# START OF SELECTED TEXT
Mats Goberg Solheim (born 3 December 1987) is a  former Norwegian footballer who played as a defender.

Career

Sogndal
Solheim started his career at the local club Loen IL, continuing at Stryn TIL in the lower divisions. He initially played as a striker. He attracted interest from the professional club Sogndal, then playing in the Norwegian second tier, during the summer of 2006. He subsequently joined the club and went on to enjoy a promotion to Tippeligaen four seasons later, in 2010.

During his time at Sogndal he got known as a utility player, being used in almost every outfield position. He has since established himself as a natural wing back on either flanks.

Solheim played a total of 25 games, scoring 4 times, during the 2011 Tippeligaen-season. He attracted interest from several other Norwegian clubs after the successful campaign, but opted to move abroad, signing for Kalmar FF in the Swedish Allsvenskan.

Kalmar FF
He had a rough start to his stint at Kalmar FF, when he injured his anterior cruciate ligament in February 2012 during the pre-season. He was forced to the sideline throughout the rest of the year.

Solheim made his competitive debut for Kalmar on 2 April 2013 against Syrianska FC, on the first match day of the 2013 Allsvenskan. He crowned his debut for the side by scoring in a 3–0 victory. He played as a regular at Kalmar during the upcoming two seasons, featuring in a total of 50 games in Allsvenskan, scoring on 5 occasions.

Hammarby IF
On 31 March 2015, the last day of the Swedish transfer window, Hammarby IF announced that they had signed Solheim on a three year-contract. He reunited with his former manager Nanne Bergstrand, who first had brought him to Sweden, at the Stockholm-based outfit.
# END OF SELECTED TEXT
> [STATED PROBLEM A] Extract each line of the entries that contains the string "visor", treating uppercase and lowercase letters as distinct.
# START OF PROVIDED INFORMATION
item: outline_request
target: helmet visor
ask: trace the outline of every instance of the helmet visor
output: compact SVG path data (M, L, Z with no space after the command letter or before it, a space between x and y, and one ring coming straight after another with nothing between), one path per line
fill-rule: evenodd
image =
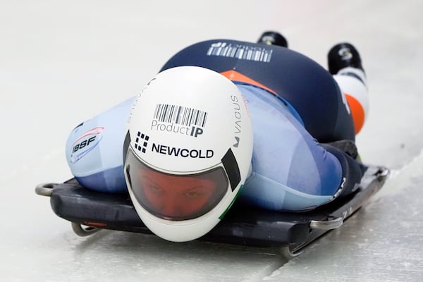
# END OF PROVIDED INFORMATION
> [STATED PROBLEM B] According to the footballer's biography, why was Solheim kept out of play for the rest of 2012 after joining Kalmar FF? Answer in one to three sentences.

> [EXERCISE RESULT A]
target: helmet visor
ask: trace the outline of every instance of the helmet visor

> [EXERCISE RESULT B] Solheim injured his anterior cruciate ligament in February 2012 during Kalmar FF's pre-season. That injury forced him to the sideline for the rest of the year.